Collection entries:
Start of Block
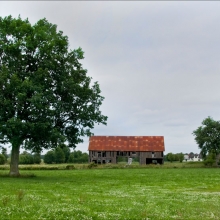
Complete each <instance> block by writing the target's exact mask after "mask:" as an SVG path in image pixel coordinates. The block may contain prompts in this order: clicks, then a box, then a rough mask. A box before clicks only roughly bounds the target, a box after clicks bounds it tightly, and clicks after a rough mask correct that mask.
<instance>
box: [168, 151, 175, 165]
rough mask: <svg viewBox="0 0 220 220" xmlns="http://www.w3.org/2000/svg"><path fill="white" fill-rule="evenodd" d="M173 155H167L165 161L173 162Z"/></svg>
mask: <svg viewBox="0 0 220 220" xmlns="http://www.w3.org/2000/svg"><path fill="white" fill-rule="evenodd" d="M174 159H175V155H174V154H173V153H168V154H167V160H168V161H170V162H171V163H172V162H173V161H174Z"/></svg>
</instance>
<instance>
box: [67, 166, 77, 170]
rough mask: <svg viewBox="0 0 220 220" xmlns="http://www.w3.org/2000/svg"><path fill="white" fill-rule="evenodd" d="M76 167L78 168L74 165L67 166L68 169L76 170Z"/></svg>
mask: <svg viewBox="0 0 220 220" xmlns="http://www.w3.org/2000/svg"><path fill="white" fill-rule="evenodd" d="M74 169H76V168H75V167H74V165H67V166H66V170H74Z"/></svg>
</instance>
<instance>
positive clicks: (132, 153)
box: [88, 136, 165, 164]
mask: <svg viewBox="0 0 220 220" xmlns="http://www.w3.org/2000/svg"><path fill="white" fill-rule="evenodd" d="M88 150H89V162H95V163H101V164H102V163H117V161H118V158H119V157H127V159H128V158H134V157H137V158H139V163H140V164H149V163H160V164H162V163H163V152H164V151H165V146H164V137H163V136H91V137H90V139H89V148H88Z"/></svg>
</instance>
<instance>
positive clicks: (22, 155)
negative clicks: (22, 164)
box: [19, 151, 34, 164]
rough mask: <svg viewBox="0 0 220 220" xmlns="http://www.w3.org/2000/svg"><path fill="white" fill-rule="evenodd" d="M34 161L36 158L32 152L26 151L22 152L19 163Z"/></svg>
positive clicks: (29, 163) (20, 156) (28, 162)
mask: <svg viewBox="0 0 220 220" xmlns="http://www.w3.org/2000/svg"><path fill="white" fill-rule="evenodd" d="M33 163H34V158H33V156H32V155H31V154H30V153H28V152H27V151H24V152H23V153H22V154H20V156H19V164H33Z"/></svg>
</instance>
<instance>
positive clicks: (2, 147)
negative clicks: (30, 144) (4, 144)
mask: <svg viewBox="0 0 220 220" xmlns="http://www.w3.org/2000/svg"><path fill="white" fill-rule="evenodd" d="M2 154H3V155H4V156H5V158H6V159H7V158H8V154H7V149H6V148H5V147H2Z"/></svg>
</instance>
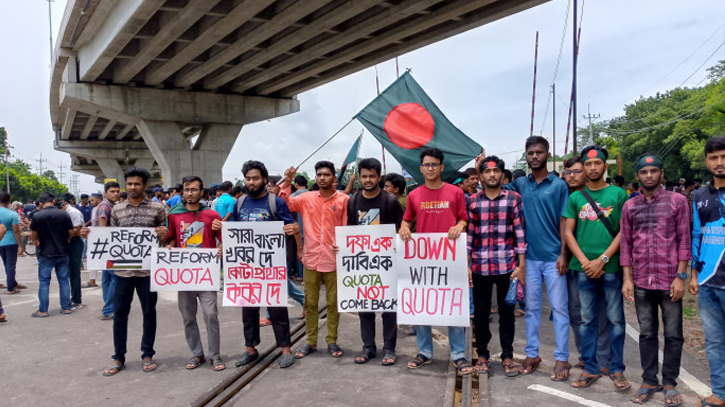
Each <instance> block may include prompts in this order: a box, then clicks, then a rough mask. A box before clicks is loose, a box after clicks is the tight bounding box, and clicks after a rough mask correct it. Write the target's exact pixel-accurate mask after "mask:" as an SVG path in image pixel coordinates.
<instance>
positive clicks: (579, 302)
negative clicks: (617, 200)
mask: <svg viewBox="0 0 725 407" xmlns="http://www.w3.org/2000/svg"><path fill="white" fill-rule="evenodd" d="M564 180H565V181H566V183H567V185H569V195H571V194H573V193H574V192H576V191H580V190H582V189H584V187H585V186H586V185H587V177H586V175H585V174H584V164H582V158H581V157H579V156H576V157H572V158H570V159H568V160H567V161H566V163H565V164H564ZM578 274H579V272H578V271H576V270H572V269H571V268H570V269H569V270H568V271H567V273H566V285H567V288H568V290H569V324H570V325H571V330H572V333H573V334H574V343H575V345H576V350H577V351H578V352H579V362H578V363H577V364H576V365H575V366H574V367H576V368H577V369H584V362H582V356H581V355H582V340H581V332H580V330H581V325H582V313H581V302H580V301H579V284H578V278H579V276H578ZM600 308H601V311H600V312H599V339H598V340H597V361H598V362H599V371H600V372H602V373H603V374H609V346H610V345H609V322H608V321H607V310H606V307H605V304H604V302H603V301H602V303H601V304H600Z"/></svg>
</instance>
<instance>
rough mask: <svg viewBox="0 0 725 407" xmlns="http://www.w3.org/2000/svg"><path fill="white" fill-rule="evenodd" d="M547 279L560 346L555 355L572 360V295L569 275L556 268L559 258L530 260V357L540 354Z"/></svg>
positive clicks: (529, 331) (555, 327) (528, 285)
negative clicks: (541, 259) (558, 259)
mask: <svg viewBox="0 0 725 407" xmlns="http://www.w3.org/2000/svg"><path fill="white" fill-rule="evenodd" d="M544 282H546V290H547V293H548V295H549V305H551V311H552V313H553V315H554V337H555V339H556V350H554V358H555V359H556V360H560V361H564V362H566V361H568V360H569V296H568V294H567V290H566V275H563V276H560V275H559V272H558V271H556V262H555V261H553V262H549V261H535V260H526V284H524V295H525V297H526V317H525V319H526V349H525V350H526V357H529V358H535V357H537V356H539V326H540V325H541V303H542V301H543V289H544V286H543V285H544Z"/></svg>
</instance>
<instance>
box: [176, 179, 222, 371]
mask: <svg viewBox="0 0 725 407" xmlns="http://www.w3.org/2000/svg"><path fill="white" fill-rule="evenodd" d="M181 185H182V193H183V195H184V201H185V202H186V203H185V205H183V206H182V205H177V206H175V207H173V208H172V209H171V211H170V212H169V239H168V242H169V244H168V247H169V248H173V247H184V248H186V247H188V248H195V247H197V248H205V249H215V248H216V247H217V241H221V232H220V231H219V230H212V222H213V221H214V220H220V219H221V217H220V216H219V214H218V213H216V212H215V211H213V210H211V209H210V208H208V207H206V206H201V205H200V204H199V200H201V194H202V191H203V190H204V181H202V180H201V178H199V177H197V176H194V175H191V176H186V177H184V178H183V179H182V180H181ZM199 238H201V239H199ZM197 300H198V303H197ZM197 304H201V311H202V313H203V314H204V322H205V324H206V333H207V338H208V340H209V361H210V362H211V366H212V369H214V370H215V371H217V372H220V371H222V370H224V369H225V368H226V365H225V364H224V361H223V360H222V358H221V355H220V353H219V311H218V309H217V292H216V291H179V292H178V305H179V312H181V319H182V320H183V321H184V336H186V343H187V344H189V349H191V352H192V357H191V359H189V360H188V361H187V362H186V369H187V370H192V369H196V368H197V367H199V366H201V364H202V363H204V362H205V361H206V357H204V347H203V346H202V343H201V335H200V334H199V326H198V325H197V323H196V310H197Z"/></svg>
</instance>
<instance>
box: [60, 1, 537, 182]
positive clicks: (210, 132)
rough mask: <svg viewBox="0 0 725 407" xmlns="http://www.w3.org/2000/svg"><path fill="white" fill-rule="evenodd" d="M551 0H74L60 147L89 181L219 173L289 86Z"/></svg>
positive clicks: (292, 94) (66, 62) (289, 111)
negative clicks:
End of Block
● **TASK PROMPT**
Could you restate all of the data above word for word and skip every picture?

● **EXERCISE RESPONSE**
Complete each <instance> block by writing the target's exact mask after "mask:" as an SVG path in image pixel coordinates. The block may contain prompts in this order: clicks, then a box, then a rough mask. A box before clicks only roughly bounds the target, a box after clicks bounds it tightly, and clicks after a rough mask correct that mask.
<instance>
box: [168, 151, 175, 165]
rough mask: <svg viewBox="0 0 220 220" xmlns="http://www.w3.org/2000/svg"><path fill="white" fill-rule="evenodd" d="M173 155H167L165 161L173 162Z"/></svg>
mask: <svg viewBox="0 0 220 220" xmlns="http://www.w3.org/2000/svg"><path fill="white" fill-rule="evenodd" d="M174 159H175V155H174V154H173V153H168V154H167V160H168V161H170V162H171V163H172V162H173V161H174Z"/></svg>
</instance>
<instance>
box: [67, 166, 77, 170]
rough mask: <svg viewBox="0 0 220 220" xmlns="http://www.w3.org/2000/svg"><path fill="white" fill-rule="evenodd" d="M76 167L78 168L74 165L67 166L68 169L76 170Z"/></svg>
mask: <svg viewBox="0 0 220 220" xmlns="http://www.w3.org/2000/svg"><path fill="white" fill-rule="evenodd" d="M74 169H76V168H75V167H74V165H67V166H66V170H74Z"/></svg>
</instance>
<instance>
positive clicks: (132, 153)
box: [88, 136, 165, 164]
mask: <svg viewBox="0 0 220 220" xmlns="http://www.w3.org/2000/svg"><path fill="white" fill-rule="evenodd" d="M88 150H89V162H95V163H101V164H102V163H117V161H118V158H119V157H127V159H128V158H134V157H137V158H139V163H140V164H149V163H160V164H162V163H163V152H164V151H165V146H164V137H163V136H91V137H90V139H89V148H88Z"/></svg>
</instance>
<instance>
positive clicks: (22, 155)
negative clicks: (22, 164)
box: [19, 151, 34, 164]
rough mask: <svg viewBox="0 0 220 220" xmlns="http://www.w3.org/2000/svg"><path fill="white" fill-rule="evenodd" d="M34 161L36 158L32 152L26 151L22 152L19 163Z"/></svg>
positive clicks: (29, 163) (20, 156) (28, 162)
mask: <svg viewBox="0 0 220 220" xmlns="http://www.w3.org/2000/svg"><path fill="white" fill-rule="evenodd" d="M33 163H34V158H33V156H32V155H31V154H30V153H28V152H27V151H24V152H23V153H22V154H20V156H19V164H33Z"/></svg>
</instance>
<instance>
positive clicks: (2, 147)
negative clicks: (30, 144) (4, 144)
mask: <svg viewBox="0 0 220 220" xmlns="http://www.w3.org/2000/svg"><path fill="white" fill-rule="evenodd" d="M2 154H3V155H4V156H5V158H6V159H7V158H8V154H7V149H6V148H5V147H2Z"/></svg>
</instance>
Each <instance> block may include prompts in this order: a box, then clicks, then a rough mask. A box before clicks is loose, a box after clicks is the tight bounding box, and clicks after a rough mask correct it. Write the target's exact pixel-accurate mask after "mask:" as an SVG path in image pixel coordinates.
<instance>
positive clicks: (579, 302)
negative clicks: (617, 200)
mask: <svg viewBox="0 0 725 407" xmlns="http://www.w3.org/2000/svg"><path fill="white" fill-rule="evenodd" d="M564 180H565V181H566V183H567V185H569V195H571V194H573V193H574V192H576V191H580V190H582V189H584V187H585V186H586V185H587V177H586V175H585V174H584V164H582V158H581V157H579V156H576V157H572V158H570V159H568V160H567V161H566V163H565V164H564ZM578 274H579V272H578V271H576V270H572V269H571V268H570V269H569V270H568V271H567V273H566V285H567V288H568V290H569V324H570V325H571V330H572V333H573V334H574V343H575V345H576V350H577V351H578V352H579V362H578V363H577V364H576V365H575V366H574V367H576V368H577V369H584V362H582V356H581V355H582V340H581V332H580V330H581V325H582V313H581V302H580V301H579V284H578V278H579V276H578ZM600 308H601V311H600V312H599V339H598V340H597V361H598V362H599V371H600V372H602V373H603V374H609V346H610V345H609V322H608V321H607V310H606V307H605V304H604V302H603V301H602V303H601V304H600Z"/></svg>
</instance>
<instance>
rough mask: <svg viewBox="0 0 725 407" xmlns="http://www.w3.org/2000/svg"><path fill="white" fill-rule="evenodd" d="M547 279L560 346L555 355L572 360V295L569 275L556 268L559 258L530 260V357L540 354Z"/></svg>
positive clicks: (529, 331) (555, 327) (528, 285)
negative clicks: (541, 259) (558, 259)
mask: <svg viewBox="0 0 725 407" xmlns="http://www.w3.org/2000/svg"><path fill="white" fill-rule="evenodd" d="M544 282H546V290H547V293H548V295H549V305H551V311H552V313H553V315H554V337H555V339H556V350H554V358H555V359H556V360H560V361H564V362H566V361H568V360H569V296H568V294H567V290H566V275H563V276H560V275H559V272H558V271H556V262H555V261H553V262H549V261H535V260H526V284H524V295H525V297H526V317H525V319H526V349H525V350H526V357H529V358H535V357H537V356H539V326H540V325H541V303H542V301H543V289H544V286H543V285H544Z"/></svg>
</instance>
<instance>
box: [176, 179, 222, 371]
mask: <svg viewBox="0 0 725 407" xmlns="http://www.w3.org/2000/svg"><path fill="white" fill-rule="evenodd" d="M181 185H182V193H183V195H184V201H185V202H186V203H185V205H183V206H182V205H177V206H175V207H173V208H172V209H171V211H170V212H169V239H168V242H169V244H168V247H169V248H173V247H184V248H186V247H188V248H195V247H197V248H205V249H215V248H216V247H217V241H221V232H220V231H219V230H212V222H213V221H214V220H220V219H221V217H220V216H219V214H218V213H216V212H215V211H213V210H211V209H210V208H208V207H206V206H201V205H200V204H199V200H201V194H202V191H203V190H204V181H202V180H201V178H199V177H197V176H194V175H191V176H186V177H184V178H183V179H182V180H181ZM199 238H201V239H199ZM197 300H198V303H197ZM197 304H201V311H202V313H203V314H204V322H205V324H206V333H207V338H208V340H209V361H210V362H211V366H212V369H214V370H215V371H217V372H220V371H222V370H224V369H225V368H226V365H225V364H224V361H223V360H222V358H221V355H220V353H219V311H218V309H217V292H216V291H179V292H178V305H179V312H181V319H182V320H183V321H184V336H186V343H187V344H189V349H191V352H192V357H191V359H189V360H188V361H187V362H186V369H187V370H192V369H196V368H197V367H199V366H201V364H202V363H204V362H205V361H206V357H204V347H203V346H202V343H201V335H200V334H199V326H198V325H197V323H196V310H197Z"/></svg>
</instance>
<instance>
box: [60, 1, 537, 182]
positive clicks: (210, 132)
rough mask: <svg viewBox="0 0 725 407" xmlns="http://www.w3.org/2000/svg"><path fill="white" fill-rule="evenodd" d="M551 0H74L60 147L89 181L219 173L289 86Z"/></svg>
positive clicks: (292, 94) (66, 62) (289, 111)
negative clicks:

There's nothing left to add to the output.